- _레코드 목록_:

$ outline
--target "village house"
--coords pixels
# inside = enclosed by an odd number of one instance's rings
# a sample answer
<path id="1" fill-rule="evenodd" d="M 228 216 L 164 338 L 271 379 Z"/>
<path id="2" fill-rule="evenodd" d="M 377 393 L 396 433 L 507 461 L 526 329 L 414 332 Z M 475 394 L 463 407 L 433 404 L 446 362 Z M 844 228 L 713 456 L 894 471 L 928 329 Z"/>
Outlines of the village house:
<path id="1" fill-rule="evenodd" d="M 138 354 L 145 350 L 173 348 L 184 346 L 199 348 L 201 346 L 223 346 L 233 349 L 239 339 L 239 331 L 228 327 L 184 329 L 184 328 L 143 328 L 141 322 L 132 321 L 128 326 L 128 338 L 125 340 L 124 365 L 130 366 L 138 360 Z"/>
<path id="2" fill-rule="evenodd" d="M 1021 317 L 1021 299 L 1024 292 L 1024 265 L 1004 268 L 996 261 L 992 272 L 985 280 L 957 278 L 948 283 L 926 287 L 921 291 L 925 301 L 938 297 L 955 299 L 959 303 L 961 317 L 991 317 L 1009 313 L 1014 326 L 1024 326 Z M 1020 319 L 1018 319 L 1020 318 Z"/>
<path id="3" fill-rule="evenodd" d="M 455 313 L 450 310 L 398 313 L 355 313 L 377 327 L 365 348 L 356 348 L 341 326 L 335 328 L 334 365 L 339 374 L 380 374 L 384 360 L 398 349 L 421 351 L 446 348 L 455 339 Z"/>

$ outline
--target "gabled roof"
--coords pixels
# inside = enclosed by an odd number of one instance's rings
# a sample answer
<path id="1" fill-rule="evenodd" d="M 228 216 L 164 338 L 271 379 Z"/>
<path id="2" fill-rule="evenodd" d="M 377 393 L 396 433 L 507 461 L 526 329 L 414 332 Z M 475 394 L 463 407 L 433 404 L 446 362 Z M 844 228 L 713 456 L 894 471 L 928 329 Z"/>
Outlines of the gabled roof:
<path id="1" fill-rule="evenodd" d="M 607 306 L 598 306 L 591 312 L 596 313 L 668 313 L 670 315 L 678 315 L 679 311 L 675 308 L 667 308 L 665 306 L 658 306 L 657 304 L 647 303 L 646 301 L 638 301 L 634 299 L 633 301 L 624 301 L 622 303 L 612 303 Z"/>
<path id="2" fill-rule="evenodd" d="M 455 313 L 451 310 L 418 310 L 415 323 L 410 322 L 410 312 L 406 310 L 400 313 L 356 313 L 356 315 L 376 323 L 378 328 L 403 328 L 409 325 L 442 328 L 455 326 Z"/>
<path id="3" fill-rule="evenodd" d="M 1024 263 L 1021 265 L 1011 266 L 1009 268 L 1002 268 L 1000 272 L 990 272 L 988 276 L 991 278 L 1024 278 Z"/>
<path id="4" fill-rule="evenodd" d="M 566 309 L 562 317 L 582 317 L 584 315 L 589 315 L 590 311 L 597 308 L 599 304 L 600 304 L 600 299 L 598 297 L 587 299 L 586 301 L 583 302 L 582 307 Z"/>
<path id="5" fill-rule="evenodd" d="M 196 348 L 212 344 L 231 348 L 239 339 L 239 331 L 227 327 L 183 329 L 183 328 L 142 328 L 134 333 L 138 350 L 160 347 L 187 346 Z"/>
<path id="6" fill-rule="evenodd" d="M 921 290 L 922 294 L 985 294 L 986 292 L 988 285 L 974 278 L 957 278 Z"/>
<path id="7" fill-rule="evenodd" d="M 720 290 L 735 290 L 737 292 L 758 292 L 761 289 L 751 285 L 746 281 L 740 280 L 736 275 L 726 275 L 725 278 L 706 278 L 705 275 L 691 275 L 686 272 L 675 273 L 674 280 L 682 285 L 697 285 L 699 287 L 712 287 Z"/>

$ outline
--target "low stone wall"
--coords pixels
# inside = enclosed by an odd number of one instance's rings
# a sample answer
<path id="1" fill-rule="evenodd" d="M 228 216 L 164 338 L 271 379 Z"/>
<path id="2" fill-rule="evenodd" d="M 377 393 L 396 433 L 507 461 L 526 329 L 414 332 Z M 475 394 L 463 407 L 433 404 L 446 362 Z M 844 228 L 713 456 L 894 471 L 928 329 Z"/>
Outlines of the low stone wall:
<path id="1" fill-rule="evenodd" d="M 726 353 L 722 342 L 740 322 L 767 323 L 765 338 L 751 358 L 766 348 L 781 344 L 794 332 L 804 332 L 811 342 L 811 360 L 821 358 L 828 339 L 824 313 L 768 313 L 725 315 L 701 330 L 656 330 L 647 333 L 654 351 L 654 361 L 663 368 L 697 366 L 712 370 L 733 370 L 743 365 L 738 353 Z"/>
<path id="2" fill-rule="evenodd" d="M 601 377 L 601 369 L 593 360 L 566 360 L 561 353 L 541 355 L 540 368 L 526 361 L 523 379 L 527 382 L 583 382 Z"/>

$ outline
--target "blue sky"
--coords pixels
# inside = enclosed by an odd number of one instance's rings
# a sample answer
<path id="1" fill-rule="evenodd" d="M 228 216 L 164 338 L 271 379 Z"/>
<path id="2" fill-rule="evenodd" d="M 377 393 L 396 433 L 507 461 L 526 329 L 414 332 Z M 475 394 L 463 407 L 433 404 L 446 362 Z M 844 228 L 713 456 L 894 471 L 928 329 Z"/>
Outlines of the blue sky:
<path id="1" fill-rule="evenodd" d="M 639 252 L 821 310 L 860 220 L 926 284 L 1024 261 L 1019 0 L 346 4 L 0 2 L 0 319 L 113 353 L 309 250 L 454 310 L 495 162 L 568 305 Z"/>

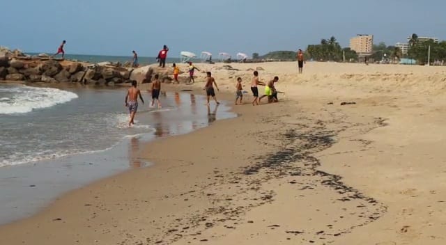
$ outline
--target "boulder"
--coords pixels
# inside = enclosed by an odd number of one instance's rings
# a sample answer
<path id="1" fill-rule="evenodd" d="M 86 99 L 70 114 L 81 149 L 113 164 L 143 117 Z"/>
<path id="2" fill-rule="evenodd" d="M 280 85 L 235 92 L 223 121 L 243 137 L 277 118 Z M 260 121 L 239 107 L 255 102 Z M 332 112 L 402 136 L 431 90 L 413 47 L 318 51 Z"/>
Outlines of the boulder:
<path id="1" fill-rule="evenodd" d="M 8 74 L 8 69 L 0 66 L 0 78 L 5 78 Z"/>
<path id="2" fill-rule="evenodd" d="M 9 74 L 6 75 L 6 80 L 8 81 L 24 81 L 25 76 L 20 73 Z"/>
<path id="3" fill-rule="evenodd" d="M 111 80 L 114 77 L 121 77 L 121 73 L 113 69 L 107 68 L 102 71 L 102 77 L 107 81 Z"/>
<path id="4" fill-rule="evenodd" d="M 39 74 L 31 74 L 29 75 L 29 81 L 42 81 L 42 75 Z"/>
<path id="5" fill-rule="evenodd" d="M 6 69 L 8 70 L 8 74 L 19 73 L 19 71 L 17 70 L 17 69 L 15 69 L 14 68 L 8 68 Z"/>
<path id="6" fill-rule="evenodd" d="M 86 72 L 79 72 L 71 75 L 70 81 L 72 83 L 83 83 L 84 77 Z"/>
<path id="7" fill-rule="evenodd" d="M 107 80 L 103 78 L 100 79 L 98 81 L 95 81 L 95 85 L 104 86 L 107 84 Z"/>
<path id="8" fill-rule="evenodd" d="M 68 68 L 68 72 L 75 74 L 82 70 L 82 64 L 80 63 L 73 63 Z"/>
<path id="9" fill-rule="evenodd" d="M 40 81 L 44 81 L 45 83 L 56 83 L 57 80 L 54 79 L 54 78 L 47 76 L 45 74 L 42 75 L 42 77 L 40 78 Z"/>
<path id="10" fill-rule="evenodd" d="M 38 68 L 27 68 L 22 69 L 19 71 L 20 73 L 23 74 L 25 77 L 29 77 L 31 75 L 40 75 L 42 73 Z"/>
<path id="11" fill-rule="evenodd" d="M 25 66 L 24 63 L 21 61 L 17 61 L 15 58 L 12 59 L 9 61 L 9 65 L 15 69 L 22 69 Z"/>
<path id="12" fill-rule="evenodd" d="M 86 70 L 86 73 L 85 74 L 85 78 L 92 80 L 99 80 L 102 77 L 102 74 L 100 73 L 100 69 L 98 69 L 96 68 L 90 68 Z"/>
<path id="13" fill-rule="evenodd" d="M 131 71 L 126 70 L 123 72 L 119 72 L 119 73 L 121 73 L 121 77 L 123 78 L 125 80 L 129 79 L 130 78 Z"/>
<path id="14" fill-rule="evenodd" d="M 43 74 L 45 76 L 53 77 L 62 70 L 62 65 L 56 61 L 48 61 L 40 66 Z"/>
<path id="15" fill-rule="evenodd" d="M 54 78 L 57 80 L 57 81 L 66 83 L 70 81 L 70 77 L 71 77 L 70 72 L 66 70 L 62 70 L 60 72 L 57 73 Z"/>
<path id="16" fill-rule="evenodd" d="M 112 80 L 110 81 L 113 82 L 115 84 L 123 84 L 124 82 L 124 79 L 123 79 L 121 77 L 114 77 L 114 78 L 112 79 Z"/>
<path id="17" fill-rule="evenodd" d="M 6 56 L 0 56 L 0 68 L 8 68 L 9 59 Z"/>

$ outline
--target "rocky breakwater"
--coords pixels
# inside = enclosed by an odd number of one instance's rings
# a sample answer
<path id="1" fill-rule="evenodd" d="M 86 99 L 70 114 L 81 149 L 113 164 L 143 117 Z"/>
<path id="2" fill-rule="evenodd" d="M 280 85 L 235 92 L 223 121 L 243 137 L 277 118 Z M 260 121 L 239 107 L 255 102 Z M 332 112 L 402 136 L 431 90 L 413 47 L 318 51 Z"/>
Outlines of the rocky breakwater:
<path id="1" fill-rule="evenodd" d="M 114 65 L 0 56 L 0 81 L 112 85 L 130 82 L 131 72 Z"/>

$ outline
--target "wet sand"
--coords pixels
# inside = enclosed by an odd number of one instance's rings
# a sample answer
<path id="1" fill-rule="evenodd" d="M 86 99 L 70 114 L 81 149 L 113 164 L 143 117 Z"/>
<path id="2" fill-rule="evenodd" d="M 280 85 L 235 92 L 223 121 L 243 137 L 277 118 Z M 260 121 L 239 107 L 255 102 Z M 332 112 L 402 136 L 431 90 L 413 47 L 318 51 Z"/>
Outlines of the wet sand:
...
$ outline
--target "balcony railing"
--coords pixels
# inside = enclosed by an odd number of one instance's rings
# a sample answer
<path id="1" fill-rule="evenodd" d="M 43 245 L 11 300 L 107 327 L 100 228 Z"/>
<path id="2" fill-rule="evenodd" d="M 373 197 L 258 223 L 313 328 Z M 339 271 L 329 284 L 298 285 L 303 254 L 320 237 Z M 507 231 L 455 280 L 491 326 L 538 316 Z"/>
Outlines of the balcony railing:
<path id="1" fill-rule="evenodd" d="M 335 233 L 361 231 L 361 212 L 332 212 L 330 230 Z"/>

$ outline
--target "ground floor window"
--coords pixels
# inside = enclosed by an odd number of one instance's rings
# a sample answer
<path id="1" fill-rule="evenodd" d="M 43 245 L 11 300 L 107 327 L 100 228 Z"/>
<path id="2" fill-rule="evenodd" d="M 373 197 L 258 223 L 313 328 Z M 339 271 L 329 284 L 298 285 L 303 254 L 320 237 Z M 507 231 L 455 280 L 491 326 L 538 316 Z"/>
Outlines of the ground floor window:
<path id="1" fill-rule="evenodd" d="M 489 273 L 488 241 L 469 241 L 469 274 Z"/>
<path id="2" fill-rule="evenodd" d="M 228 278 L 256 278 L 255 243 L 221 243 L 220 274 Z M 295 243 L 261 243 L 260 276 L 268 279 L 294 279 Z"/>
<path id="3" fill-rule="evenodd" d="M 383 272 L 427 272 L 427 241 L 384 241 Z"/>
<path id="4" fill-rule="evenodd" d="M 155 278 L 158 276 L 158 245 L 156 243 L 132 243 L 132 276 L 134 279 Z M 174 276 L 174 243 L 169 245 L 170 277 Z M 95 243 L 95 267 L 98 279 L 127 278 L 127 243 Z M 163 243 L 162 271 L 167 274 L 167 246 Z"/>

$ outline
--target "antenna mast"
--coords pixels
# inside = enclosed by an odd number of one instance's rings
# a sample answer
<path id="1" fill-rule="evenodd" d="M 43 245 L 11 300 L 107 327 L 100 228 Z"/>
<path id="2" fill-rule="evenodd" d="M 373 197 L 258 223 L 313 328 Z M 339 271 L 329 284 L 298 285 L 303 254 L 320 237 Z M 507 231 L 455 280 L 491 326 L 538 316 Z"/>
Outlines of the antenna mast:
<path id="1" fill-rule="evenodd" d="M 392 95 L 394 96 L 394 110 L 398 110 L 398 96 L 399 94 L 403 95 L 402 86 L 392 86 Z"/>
---
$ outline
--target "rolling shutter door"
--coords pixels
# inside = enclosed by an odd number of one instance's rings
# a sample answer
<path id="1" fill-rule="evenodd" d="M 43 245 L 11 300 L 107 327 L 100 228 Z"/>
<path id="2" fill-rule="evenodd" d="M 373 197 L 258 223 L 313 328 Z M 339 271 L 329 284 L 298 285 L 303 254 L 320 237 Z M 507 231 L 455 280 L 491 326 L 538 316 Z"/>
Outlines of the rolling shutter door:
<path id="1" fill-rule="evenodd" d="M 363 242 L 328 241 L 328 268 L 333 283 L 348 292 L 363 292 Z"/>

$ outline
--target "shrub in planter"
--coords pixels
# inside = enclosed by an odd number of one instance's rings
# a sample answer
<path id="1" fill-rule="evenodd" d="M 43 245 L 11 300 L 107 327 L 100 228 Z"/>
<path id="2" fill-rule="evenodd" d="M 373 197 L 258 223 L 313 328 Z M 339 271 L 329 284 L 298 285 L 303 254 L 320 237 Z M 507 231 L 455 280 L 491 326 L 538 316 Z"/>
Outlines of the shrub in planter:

- _수행 작업_: 위 레코드에서 문자열 "rolling"가 들어 있는 줄을 모두 추출하라.

- _작업 풀이_:
--target "rolling shutter door"
Outlines of the rolling shutter door:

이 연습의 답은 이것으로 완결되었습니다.